■ **Job**
Rescale the material from the line containing "(5 points) Identify the small" through the end of the material, inclusive, rewriting every line in full but multiplying each answer's box coordinate by 1.25 and rounding to whole numbers with halves rounded up. Leave the coordinates in the sample format arrays unchanged and output only these lines.

■ **Listed entries**
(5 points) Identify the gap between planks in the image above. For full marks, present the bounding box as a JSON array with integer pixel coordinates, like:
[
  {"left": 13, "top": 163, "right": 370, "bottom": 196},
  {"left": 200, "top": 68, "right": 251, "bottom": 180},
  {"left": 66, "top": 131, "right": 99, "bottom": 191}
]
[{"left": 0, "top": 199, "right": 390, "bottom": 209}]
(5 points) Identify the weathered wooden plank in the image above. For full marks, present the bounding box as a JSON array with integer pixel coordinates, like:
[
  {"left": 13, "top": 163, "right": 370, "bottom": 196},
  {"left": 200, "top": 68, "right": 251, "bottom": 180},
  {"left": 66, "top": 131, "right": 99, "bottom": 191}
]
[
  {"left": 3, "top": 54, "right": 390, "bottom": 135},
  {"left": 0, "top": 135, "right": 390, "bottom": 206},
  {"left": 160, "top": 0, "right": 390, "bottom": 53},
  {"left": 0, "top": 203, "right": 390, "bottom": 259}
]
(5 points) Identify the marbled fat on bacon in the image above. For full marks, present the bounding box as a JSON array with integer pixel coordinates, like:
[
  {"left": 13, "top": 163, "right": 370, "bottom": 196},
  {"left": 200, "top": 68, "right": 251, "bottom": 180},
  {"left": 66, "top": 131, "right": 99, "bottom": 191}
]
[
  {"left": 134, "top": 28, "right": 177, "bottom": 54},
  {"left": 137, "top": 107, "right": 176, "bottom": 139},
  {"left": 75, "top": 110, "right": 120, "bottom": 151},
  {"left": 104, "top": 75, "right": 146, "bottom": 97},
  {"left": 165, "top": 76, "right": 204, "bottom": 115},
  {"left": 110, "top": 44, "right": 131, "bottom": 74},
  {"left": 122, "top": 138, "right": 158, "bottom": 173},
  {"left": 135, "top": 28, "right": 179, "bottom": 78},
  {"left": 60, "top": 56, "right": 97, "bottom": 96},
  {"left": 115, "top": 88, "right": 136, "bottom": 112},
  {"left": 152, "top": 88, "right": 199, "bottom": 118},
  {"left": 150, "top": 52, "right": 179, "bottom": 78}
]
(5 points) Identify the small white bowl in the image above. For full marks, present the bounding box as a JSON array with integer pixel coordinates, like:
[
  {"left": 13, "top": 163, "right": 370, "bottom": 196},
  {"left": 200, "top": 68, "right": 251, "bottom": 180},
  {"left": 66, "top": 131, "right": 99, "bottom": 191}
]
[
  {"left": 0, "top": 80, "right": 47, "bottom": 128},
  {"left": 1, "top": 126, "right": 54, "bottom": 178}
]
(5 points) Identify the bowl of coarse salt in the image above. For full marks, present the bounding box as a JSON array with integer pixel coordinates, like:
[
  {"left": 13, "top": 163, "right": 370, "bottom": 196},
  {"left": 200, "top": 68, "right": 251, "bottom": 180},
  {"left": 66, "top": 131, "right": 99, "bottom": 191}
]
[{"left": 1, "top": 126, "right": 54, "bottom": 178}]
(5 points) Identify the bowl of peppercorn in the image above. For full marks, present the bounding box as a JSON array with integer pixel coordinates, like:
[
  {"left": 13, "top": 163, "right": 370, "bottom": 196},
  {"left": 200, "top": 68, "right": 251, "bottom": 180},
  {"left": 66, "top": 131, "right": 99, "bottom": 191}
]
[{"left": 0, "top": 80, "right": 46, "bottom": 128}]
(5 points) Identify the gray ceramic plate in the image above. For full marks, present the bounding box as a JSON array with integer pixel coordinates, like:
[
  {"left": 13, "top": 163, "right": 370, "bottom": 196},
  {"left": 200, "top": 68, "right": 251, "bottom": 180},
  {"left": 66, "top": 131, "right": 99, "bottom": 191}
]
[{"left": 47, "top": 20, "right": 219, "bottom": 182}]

■ **Completed exercise**
(5 points) Identify the small white bowl in the image above. For full marks, present the bounding box as a JSON array with integer pixel coordinates, like:
[
  {"left": 13, "top": 163, "right": 370, "bottom": 196},
  {"left": 200, "top": 68, "right": 251, "bottom": 180},
  {"left": 66, "top": 131, "right": 99, "bottom": 191}
]
[
  {"left": 0, "top": 100, "right": 59, "bottom": 160},
  {"left": 1, "top": 158, "right": 68, "bottom": 223}
]
(5 points) Identify the bowl of coarse salt in the image above. For full marks, present the bounding box as a JSON array with integer pixel coordinates, like:
[
  {"left": 13, "top": 163, "right": 370, "bottom": 196},
  {"left": 200, "top": 68, "right": 251, "bottom": 180},
  {"left": 66, "top": 131, "right": 99, "bottom": 191}
]
[{"left": 1, "top": 158, "right": 68, "bottom": 223}]
(5 points) Identify the bowl of peppercorn in the image above. For full marks, present the bounding box as a JSON array with integer pixel coordinates, like:
[
  {"left": 13, "top": 163, "right": 370, "bottom": 196},
  {"left": 200, "top": 68, "right": 251, "bottom": 180},
  {"left": 66, "top": 131, "right": 99, "bottom": 191}
]
[{"left": 0, "top": 100, "right": 58, "bottom": 160}]
(5 points) Identify the gray ceramic plate in the image above. For full marks, present the bounding box as a JSON array with integer pixel coordinates, like:
[
  {"left": 13, "top": 163, "right": 370, "bottom": 196},
  {"left": 200, "top": 68, "right": 251, "bottom": 180},
  {"left": 66, "top": 131, "right": 99, "bottom": 191}
]
[{"left": 59, "top": 25, "right": 274, "bottom": 228}]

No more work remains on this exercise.